PAGE EXCERPT Start Marker

How to Identify Burnout & 4 Ways to Combat It

Jessie Miño
Jessie Miño
Published on 
4.13.2022

Workplace Burnout

It seems like nowadays folks are talking more and more about mental health. The last few years have been tough and the world’s “normal” shifted. 

During this time, we dealt with our emotions on all sides of the spectrum. Adjusting and trying to navigate the circumstances as best as we possibly could. On top of it all, we had to balance our work situations, and truthfully, the stress has been real.

 A very prevalent result of workplace stress is burnout, and I think a lot of us can relate. 

What is burnout & how can you identify it so you can begin taking control? 

What is Burnout? 

In 2019, the World Health Organization (WHO) classified burnout as a syndrome that stems from an occupational phenomenon.  

This syndrome — not medical diagnosis — is caused by “chronic workplace stress that has not been successfully managed.” In this context, external factors, such as workplace dysfunction, are primarily to blame. Burnout can also be described as a state of physical or emotional exhaustion that involves a sense of reduced accomplishment and loss of personal identity.

PAGE EXCERPT End Marker

→ APPLY WHAT YOU READ:
1. Sum up the burnout article in two sentences.
2. Rewrite the part of the burnout article starting with "Workplace Burnout" and going on through "What is Burnout?", putting "strain" in place of every "stress".

SUPPLIED MATERIAL Start Marker

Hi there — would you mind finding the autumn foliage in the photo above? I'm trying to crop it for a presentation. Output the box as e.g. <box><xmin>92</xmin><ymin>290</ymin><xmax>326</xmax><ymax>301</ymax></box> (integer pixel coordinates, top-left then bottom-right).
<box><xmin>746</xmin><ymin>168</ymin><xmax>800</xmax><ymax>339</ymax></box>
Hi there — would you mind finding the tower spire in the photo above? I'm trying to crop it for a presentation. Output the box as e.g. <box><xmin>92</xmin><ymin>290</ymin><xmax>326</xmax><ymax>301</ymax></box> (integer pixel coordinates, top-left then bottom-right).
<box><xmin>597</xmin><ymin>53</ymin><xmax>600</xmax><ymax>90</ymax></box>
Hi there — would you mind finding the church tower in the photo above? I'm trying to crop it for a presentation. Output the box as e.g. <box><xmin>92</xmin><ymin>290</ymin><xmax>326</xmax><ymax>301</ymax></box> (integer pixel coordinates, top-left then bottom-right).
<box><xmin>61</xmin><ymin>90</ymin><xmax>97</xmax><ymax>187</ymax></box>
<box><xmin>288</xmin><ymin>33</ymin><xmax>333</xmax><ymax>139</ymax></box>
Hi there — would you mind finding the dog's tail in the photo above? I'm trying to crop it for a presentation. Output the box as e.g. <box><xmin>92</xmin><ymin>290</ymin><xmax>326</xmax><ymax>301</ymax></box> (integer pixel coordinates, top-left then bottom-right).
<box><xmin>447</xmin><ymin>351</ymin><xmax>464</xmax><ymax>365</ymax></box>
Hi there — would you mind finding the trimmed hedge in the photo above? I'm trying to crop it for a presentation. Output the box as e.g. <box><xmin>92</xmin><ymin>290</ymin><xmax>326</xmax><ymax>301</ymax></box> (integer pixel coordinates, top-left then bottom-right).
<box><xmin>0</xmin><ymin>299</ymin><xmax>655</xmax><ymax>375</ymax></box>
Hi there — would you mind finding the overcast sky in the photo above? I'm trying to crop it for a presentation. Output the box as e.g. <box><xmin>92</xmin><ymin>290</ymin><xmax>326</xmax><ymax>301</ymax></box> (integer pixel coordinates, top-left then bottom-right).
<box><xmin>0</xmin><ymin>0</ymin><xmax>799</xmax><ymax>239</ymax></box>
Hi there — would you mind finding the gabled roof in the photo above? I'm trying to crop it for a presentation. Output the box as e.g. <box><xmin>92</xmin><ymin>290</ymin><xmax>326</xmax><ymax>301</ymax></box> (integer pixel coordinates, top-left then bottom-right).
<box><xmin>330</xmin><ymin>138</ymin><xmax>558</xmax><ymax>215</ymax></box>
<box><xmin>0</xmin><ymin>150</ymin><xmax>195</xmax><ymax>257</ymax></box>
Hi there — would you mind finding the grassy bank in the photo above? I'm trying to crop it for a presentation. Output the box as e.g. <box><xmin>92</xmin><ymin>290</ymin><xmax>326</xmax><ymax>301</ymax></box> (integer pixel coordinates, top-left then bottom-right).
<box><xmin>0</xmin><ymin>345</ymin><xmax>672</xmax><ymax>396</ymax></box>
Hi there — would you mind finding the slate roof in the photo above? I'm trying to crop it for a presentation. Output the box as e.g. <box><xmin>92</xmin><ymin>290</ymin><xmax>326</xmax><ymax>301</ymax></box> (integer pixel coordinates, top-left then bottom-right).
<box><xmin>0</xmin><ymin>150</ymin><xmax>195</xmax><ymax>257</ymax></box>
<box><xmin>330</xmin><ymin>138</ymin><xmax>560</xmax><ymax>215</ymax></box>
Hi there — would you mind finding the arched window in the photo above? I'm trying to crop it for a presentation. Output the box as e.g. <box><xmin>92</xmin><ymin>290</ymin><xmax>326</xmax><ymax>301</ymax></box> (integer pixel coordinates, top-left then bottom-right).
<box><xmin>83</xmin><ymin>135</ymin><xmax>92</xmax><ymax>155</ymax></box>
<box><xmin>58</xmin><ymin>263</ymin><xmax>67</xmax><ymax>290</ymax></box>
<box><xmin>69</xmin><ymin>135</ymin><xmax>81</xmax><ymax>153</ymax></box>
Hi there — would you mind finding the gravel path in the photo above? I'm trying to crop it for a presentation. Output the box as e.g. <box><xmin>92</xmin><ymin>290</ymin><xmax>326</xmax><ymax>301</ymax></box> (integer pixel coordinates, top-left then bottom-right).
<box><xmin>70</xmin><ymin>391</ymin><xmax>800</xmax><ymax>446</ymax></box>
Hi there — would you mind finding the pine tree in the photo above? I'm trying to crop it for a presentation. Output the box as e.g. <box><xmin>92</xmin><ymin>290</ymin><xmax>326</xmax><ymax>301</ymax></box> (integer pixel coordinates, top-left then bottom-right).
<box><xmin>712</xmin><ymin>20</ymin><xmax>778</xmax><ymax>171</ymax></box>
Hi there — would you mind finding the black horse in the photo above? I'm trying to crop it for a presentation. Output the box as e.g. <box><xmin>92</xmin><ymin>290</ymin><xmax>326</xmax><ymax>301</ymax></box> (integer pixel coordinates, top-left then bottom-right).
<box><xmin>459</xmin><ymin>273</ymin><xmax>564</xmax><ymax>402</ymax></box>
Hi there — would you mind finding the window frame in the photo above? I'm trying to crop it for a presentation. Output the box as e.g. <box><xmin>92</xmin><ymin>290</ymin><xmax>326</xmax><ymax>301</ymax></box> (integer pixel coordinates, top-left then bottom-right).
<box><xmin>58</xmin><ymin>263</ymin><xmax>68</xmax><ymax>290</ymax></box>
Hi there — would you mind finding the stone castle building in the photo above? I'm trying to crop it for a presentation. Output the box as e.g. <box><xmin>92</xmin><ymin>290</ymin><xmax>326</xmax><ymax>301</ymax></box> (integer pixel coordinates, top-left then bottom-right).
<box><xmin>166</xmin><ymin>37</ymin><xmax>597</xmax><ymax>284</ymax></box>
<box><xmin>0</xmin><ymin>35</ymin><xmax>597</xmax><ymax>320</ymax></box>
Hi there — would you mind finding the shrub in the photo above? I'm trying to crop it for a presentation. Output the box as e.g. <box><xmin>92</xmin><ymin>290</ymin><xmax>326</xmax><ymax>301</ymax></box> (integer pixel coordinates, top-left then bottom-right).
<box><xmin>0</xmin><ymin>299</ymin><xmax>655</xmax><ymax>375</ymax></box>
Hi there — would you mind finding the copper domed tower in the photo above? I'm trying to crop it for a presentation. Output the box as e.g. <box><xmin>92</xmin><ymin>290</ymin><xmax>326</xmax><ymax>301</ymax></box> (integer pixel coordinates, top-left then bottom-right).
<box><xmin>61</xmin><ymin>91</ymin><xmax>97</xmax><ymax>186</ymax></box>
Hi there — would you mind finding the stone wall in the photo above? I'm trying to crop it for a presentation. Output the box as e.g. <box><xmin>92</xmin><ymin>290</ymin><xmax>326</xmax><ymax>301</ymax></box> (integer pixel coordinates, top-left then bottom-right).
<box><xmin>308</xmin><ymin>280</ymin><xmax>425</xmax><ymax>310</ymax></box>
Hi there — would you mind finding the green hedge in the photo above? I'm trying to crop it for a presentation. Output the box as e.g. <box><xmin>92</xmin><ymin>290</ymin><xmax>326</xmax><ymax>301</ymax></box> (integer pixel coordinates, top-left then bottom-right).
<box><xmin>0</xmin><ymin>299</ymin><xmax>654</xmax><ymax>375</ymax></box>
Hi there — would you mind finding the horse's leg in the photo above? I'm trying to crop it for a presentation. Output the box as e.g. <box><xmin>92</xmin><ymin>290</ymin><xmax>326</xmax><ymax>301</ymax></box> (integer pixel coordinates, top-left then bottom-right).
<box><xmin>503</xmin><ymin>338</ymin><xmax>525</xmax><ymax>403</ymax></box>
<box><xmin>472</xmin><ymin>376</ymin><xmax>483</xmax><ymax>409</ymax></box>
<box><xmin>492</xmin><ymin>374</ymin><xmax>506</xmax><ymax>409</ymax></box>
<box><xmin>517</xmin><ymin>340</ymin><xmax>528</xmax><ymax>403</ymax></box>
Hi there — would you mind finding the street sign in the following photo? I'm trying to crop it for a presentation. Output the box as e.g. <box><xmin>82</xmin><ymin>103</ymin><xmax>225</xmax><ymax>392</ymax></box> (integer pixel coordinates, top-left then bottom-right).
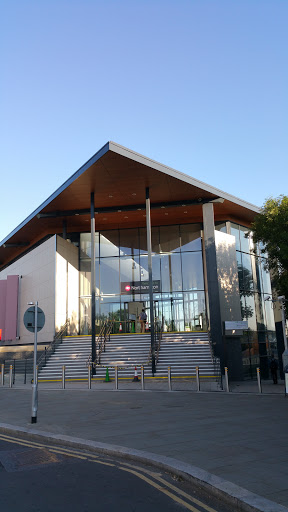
<box><xmin>23</xmin><ymin>306</ymin><xmax>45</xmax><ymax>332</ymax></box>
<box><xmin>225</xmin><ymin>320</ymin><xmax>248</xmax><ymax>331</ymax></box>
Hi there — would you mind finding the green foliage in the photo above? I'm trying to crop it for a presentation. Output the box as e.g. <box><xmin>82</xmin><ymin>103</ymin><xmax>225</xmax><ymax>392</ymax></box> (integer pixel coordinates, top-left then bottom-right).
<box><xmin>252</xmin><ymin>195</ymin><xmax>288</xmax><ymax>298</ymax></box>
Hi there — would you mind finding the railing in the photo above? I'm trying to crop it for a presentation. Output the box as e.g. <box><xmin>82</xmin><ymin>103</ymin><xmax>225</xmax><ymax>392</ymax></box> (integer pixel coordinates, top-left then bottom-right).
<box><xmin>148</xmin><ymin>316</ymin><xmax>164</xmax><ymax>366</ymax></box>
<box><xmin>154</xmin><ymin>316</ymin><xmax>164</xmax><ymax>365</ymax></box>
<box><xmin>94</xmin><ymin>321</ymin><xmax>113</xmax><ymax>365</ymax></box>
<box><xmin>37</xmin><ymin>320</ymin><xmax>70</xmax><ymax>371</ymax></box>
<box><xmin>0</xmin><ymin>353</ymin><xmax>33</xmax><ymax>384</ymax></box>
<box><xmin>86</xmin><ymin>321</ymin><xmax>113</xmax><ymax>367</ymax></box>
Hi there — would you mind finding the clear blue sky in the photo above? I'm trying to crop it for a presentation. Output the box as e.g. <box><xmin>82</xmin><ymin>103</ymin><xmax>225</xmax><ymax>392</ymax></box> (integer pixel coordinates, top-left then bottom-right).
<box><xmin>0</xmin><ymin>0</ymin><xmax>288</xmax><ymax>240</ymax></box>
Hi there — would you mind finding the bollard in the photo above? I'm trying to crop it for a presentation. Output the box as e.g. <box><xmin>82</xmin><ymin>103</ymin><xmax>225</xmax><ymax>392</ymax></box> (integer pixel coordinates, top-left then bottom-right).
<box><xmin>1</xmin><ymin>364</ymin><xmax>5</xmax><ymax>386</ymax></box>
<box><xmin>9</xmin><ymin>364</ymin><xmax>13</xmax><ymax>388</ymax></box>
<box><xmin>24</xmin><ymin>359</ymin><xmax>27</xmax><ymax>384</ymax></box>
<box><xmin>257</xmin><ymin>368</ymin><xmax>262</xmax><ymax>393</ymax></box>
<box><xmin>195</xmin><ymin>366</ymin><xmax>200</xmax><ymax>391</ymax></box>
<box><xmin>62</xmin><ymin>365</ymin><xmax>65</xmax><ymax>389</ymax></box>
<box><xmin>225</xmin><ymin>366</ymin><xmax>230</xmax><ymax>393</ymax></box>
<box><xmin>168</xmin><ymin>366</ymin><xmax>172</xmax><ymax>391</ymax></box>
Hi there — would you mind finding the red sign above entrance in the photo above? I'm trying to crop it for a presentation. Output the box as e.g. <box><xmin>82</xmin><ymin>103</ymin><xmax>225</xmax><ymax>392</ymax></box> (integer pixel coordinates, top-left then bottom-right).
<box><xmin>121</xmin><ymin>281</ymin><xmax>161</xmax><ymax>295</ymax></box>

SUPPLIED MATERIAL End Marker

→ ANSWERS TO THIS EXERCISE:
1. After a few tough years in which people also had to balance their work situations, burnout has become a prevalent result of workplace stress. In 2019 the World Health Organization classified it as a syndrome stemming from an occupational phenomenon, caused by chronic workplace stress that has not been successfully managed, and it can be described as physical or emotional exhaustion involving reduced accomplishment and loss of personal identity.

2.
Workplace Burnout

It seems like nowadays folks are talking more and more about mental health. The last few years have been tough and the world’s “normal” shifted. 

During this time, we dealt with our emotions on all sides of the spectrum. Adjusting and trying to navigate the circumstances as best as we possibly could. On top of it all, we had to balance our work situations, and truthfully, the strain has been real.

 A very prevalent result of workplace strain is burnout, and I think a lot of us can relate. 

What is burnout & how can you identify it so you can begin taking control? 

What is Burnout?